Entries drawn from a collection:
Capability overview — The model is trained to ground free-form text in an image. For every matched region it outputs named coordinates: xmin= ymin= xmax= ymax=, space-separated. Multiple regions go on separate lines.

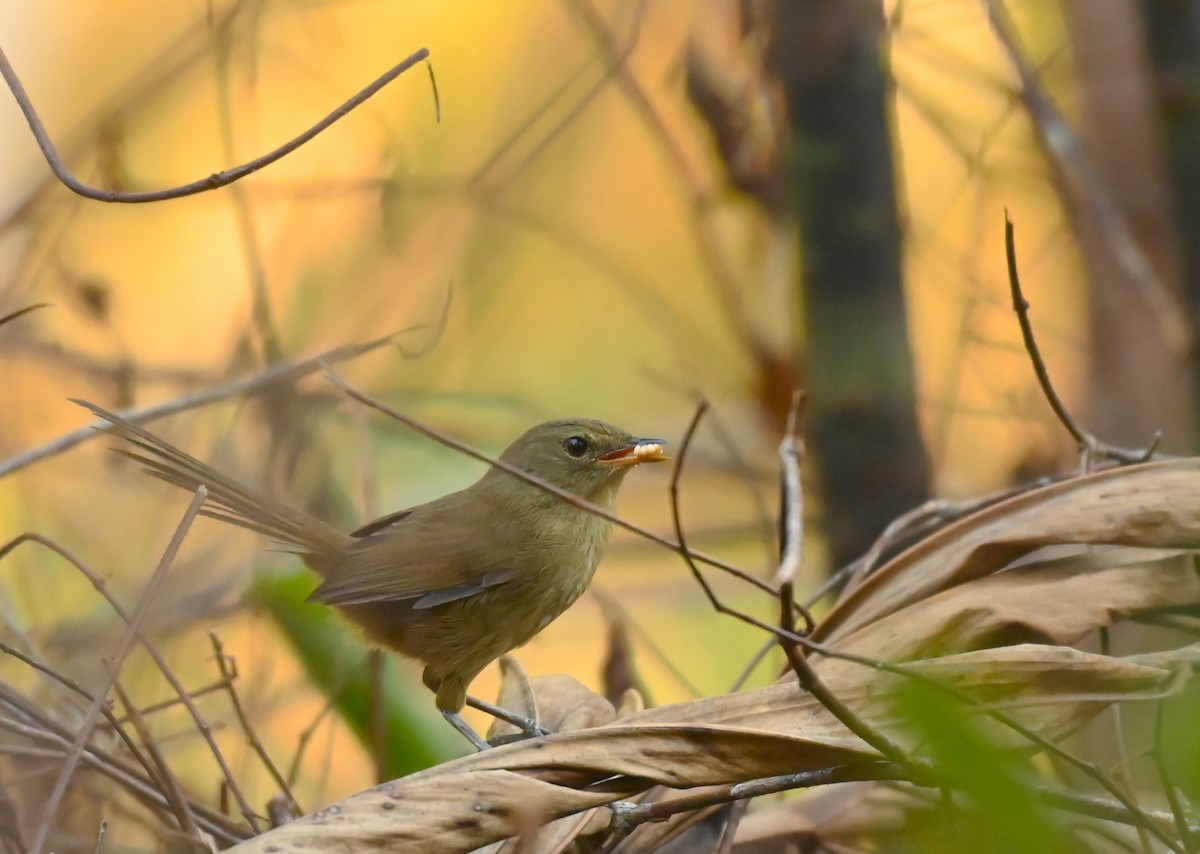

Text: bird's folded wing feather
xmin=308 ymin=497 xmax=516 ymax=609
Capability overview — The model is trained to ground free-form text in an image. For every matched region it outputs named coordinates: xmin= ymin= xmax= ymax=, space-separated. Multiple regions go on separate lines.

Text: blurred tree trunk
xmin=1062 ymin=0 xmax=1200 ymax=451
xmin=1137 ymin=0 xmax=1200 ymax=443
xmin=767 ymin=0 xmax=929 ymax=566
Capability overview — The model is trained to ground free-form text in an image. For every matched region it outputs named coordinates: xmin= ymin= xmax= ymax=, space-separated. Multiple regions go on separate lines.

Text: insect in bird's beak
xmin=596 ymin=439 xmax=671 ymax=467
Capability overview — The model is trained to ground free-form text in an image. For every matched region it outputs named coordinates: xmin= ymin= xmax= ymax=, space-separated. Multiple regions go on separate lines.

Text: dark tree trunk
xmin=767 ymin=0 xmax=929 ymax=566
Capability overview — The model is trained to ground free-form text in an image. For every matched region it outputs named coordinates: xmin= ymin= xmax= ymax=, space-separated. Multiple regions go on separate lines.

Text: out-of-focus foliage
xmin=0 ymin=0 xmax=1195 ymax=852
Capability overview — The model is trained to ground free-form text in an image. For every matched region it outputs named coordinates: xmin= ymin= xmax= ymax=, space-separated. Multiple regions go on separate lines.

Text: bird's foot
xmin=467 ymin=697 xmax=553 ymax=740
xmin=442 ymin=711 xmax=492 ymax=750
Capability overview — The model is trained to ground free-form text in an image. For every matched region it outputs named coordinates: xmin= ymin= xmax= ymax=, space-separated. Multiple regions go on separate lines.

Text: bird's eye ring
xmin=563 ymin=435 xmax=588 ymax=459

Stated task: Copy every row above word for word, leaving out the picture.

Response to the exercise:
Capability overview — The model is trained to ground free-form text in an image. For every matched region it outputs named coordinates: xmin= ymin= xmax= ymax=, space-separated. Multiple regions go on separate lines.


Text: bird's folded wing feather
xmin=308 ymin=497 xmax=516 ymax=609
Capability overview — The model is trained to ground free-form text in an image. For every matched region it outputs named coordinates: xmin= ymin= xmax= ymax=, space-separated. Multiple regions go on separate lines.

Text: blurred tree trunk
xmin=1062 ymin=0 xmax=1200 ymax=451
xmin=1137 ymin=0 xmax=1200 ymax=443
xmin=767 ymin=0 xmax=929 ymax=566
Capability overview — The model is trained to ground free-form text in an image. For every matched region it outputs named coordinates: xmin= ymin= xmax= ymax=, space-separated. Multiple regions go on separate lines.

Text: insect in bird's beak
xmin=596 ymin=439 xmax=671 ymax=467
Capability overview — The model is trained to ground free-form text in an image. For every matched region it outputs named coordinates: xmin= ymin= xmax= ymax=, space-separated. Multiple regions go on separate lines.

Text: dark tree trunk
xmin=767 ymin=0 xmax=929 ymax=566
Capability overview — The model is trained to ground free-form text in an image. For every matched region it outputs named coordinates: xmin= ymin= xmax= ymax=, space-separated. Multiple regions go on separate lines.

Text: out-of-focus foliage
xmin=0 ymin=0 xmax=1195 ymax=852
Capability overview — The model is trained to ground free-form text in an image. For every matched region it outputs named coordinates: xmin= ymin= xmax= ymax=, space-separated. Multiple regions go on separate lines.

Text: bird's foot
xmin=467 ymin=697 xmax=553 ymax=740
xmin=442 ymin=711 xmax=492 ymax=750
Capability overview — The model is trained to ground free-form text in an image. For every matched region it outputs named coordinates: xmin= ymin= xmax= ymax=, space-separated. Multiple regions go on separate lines.

Text: bird's eye ring
xmin=563 ymin=435 xmax=588 ymax=459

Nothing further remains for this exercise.